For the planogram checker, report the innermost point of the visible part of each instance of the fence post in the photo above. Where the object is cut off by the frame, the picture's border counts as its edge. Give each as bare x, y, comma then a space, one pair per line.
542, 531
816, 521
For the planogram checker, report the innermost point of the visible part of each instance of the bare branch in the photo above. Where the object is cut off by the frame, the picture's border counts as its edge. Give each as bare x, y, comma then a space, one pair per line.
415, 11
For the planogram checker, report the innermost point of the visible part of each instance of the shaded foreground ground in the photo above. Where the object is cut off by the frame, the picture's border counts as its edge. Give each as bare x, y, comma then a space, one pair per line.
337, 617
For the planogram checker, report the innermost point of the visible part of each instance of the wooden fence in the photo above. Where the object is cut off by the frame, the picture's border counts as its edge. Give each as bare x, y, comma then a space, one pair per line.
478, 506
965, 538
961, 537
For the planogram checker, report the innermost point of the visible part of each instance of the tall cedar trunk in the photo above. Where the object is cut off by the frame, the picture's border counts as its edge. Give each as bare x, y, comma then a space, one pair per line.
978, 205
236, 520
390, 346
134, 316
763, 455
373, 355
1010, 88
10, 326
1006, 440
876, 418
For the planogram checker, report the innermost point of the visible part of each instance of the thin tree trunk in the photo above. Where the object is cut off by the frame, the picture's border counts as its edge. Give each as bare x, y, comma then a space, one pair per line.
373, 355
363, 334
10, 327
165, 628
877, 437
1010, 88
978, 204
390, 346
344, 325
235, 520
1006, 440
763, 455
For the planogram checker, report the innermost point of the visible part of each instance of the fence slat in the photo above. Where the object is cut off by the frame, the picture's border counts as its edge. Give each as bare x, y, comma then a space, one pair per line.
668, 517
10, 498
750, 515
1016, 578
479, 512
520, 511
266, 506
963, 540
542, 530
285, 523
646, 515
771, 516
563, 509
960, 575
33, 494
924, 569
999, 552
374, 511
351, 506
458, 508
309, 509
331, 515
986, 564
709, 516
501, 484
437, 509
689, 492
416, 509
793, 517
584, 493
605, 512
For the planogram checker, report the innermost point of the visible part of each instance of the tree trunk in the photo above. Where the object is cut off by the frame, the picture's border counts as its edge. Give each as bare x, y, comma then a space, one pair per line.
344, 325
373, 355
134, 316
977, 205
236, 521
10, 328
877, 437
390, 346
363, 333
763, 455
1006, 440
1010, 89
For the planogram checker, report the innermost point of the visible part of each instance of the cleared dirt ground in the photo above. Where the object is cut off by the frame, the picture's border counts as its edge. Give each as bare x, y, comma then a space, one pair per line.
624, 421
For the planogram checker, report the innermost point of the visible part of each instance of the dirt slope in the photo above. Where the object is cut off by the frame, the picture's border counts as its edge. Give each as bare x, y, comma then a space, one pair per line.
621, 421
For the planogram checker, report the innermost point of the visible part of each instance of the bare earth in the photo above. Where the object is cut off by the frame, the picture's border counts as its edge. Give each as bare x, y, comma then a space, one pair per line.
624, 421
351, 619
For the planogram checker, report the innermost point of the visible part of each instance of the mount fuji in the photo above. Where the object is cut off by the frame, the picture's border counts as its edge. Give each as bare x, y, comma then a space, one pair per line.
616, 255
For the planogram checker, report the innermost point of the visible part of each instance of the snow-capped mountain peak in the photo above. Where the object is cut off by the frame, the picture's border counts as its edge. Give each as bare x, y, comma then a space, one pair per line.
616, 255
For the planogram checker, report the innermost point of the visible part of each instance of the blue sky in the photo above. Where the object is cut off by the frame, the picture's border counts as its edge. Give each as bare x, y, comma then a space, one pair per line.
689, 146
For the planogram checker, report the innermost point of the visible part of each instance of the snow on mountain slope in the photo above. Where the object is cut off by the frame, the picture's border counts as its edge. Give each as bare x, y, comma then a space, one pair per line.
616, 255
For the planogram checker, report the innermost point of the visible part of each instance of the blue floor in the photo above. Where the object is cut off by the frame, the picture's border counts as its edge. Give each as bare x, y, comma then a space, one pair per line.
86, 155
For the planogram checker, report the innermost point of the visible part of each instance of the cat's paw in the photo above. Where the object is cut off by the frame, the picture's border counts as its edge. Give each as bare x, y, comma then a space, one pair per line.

# # #

- **Job**: Set down every record above exactly as given.

- **Exercise answer**:
For the planogram checker, report the innermost point of the visible part of each instance of the fence post in the photo above. Where the object is cut off by the frame, the picture's border counts as its edge. Give each as bare x, y, comma then a space, one pair per line.
542, 531
816, 521
For the planogram checker, report the innermost point of the visible part of each instance of the bare branch in the photo above. Where the object is cut off by the frame, the picture's border counts as its edge. Give each as bare x, y, comma then a space, one pair per line.
415, 11
For the planogram checker, report the innermost point of the visible part of each instance of the shaded foreground ground in the photo above. Where the object is cut off by the frame, the picture's border counts as its edge. Give each as bare x, y, comma then a space, one pair per line.
337, 617
For the planogram checker, report the innermost point of the visible part of each instance of the wooden fence in the photo above. Where the object is cut off by the frame, the picture's border counts as its edge. Give each as bare x, y, comma then a space, one pair per line.
478, 506
965, 538
961, 537
For the planogram checker, report the innermost point of the visible part of each instance of the tall cedar trunk in the photo above. Where the object is cut off by the frame, the picture's border counts as its edge. Give each as bare x, y, comma then a space, one pair per line.
978, 205
236, 520
390, 346
134, 316
763, 455
373, 355
1010, 88
10, 326
1006, 440
876, 418
For the planogram checker, report the innermost point of the visible part of each instance of the thin tree trunk in the photo above. Where the object is cut off by the frame, the picture's border counts as its edge. Give each as bare x, y, comma then a space, one pair per line.
373, 355
363, 334
10, 327
165, 628
877, 437
1010, 88
978, 204
390, 346
344, 325
235, 520
1006, 440
763, 455
For the planogram checker, report the innermost point of the visible part of each instance of the fence slat in the photo above. Where the object is cut off by the frame, the picture's border counts as its edge. Give each as bare x, y, comma then a space, one pair per line.
668, 517
10, 498
750, 515
1016, 578
479, 512
520, 511
266, 506
963, 540
542, 530
285, 523
646, 515
771, 516
563, 509
960, 575
33, 494
924, 569
999, 552
374, 511
351, 506
458, 508
309, 509
331, 515
986, 564
709, 516
501, 484
437, 509
689, 492
416, 509
793, 517
584, 493
605, 512
For the planogram checker, report the innermost point of the visible part of each instance of the tree trunk in the photo above. Where the object is cut off by the frame, the picture's border counts as its edge. Give each as bare x, y, comma then a space, one pair per line.
344, 325
373, 355
134, 316
977, 205
236, 521
10, 328
877, 437
390, 346
363, 333
763, 455
1006, 440
1010, 89
For the planogram checker, report the innermost point of the visible part of each instance of the cleared dirt ground in the photo above. Where the object is cut off by the frame, the picture's border counts as its edge. Give each as bare x, y, comma then a space, one pair per line.
624, 421
For the planogram checker, report the innermost point of the visible part of each instance of the dirt slope in the photo above. Where the object is cut off by the frame, the picture's border counts as its edge. Give each as bare x, y, comma then a space, one pair per line.
621, 421
For the planogram checker, report the innermost point of the visible part of each instance of the bare earth in the photo above. Where the object is cut off by the frame, the picture's border counts as its edge. Give each as bare x, y, comma then a space, one pair per line.
624, 421
351, 619
For the planogram checker, report the innermost point of the visible part of each instance of the mount fuji in the photo above. Where the object is cut off by the frame, the picture's border counts as its edge. Give each as bare x, y, comma then a space, one pair per line.
616, 255
For the planogram checker, report the innermost point of the visible part of each instance of the snow-capped mountain peak in the photo above. Where the object is cut off by the frame, the picture's border counts as its edge. Give each as bare x, y, comma then a space, one pair per line.
616, 255
For the planogram checker, report the innermost point of the visible part of each instance of the blue sky in the photo above. Where the object is cut off by the frame, the picture's border counts as its edge. Give each as bare x, y, comma then a space, one pair per line.
689, 146
For the planogram checker, report the innermost point of the visible part of each instance of the snow on mountain slope in the photo above. Where the object is cut off by the frame, the picture's border counts as its edge. Give each as bare x, y, comma then a space, one pair per line.
616, 255
For the planogram checker, report the innermost point of the visible part of each instance of the blue floor in the photo above. Where the object is cut off by the frame, the picture's border counts as its edge. Give each as bare x, y, comma then a space, one pair per line.
86, 155
For the planogram checker, report the innermost point of the visible part of each instance of the cat's paw in the photo above. Where the object is cut off by the frame, the picture's border counts as its edge. Give each as bare x, y, comma then a space, one pair per line.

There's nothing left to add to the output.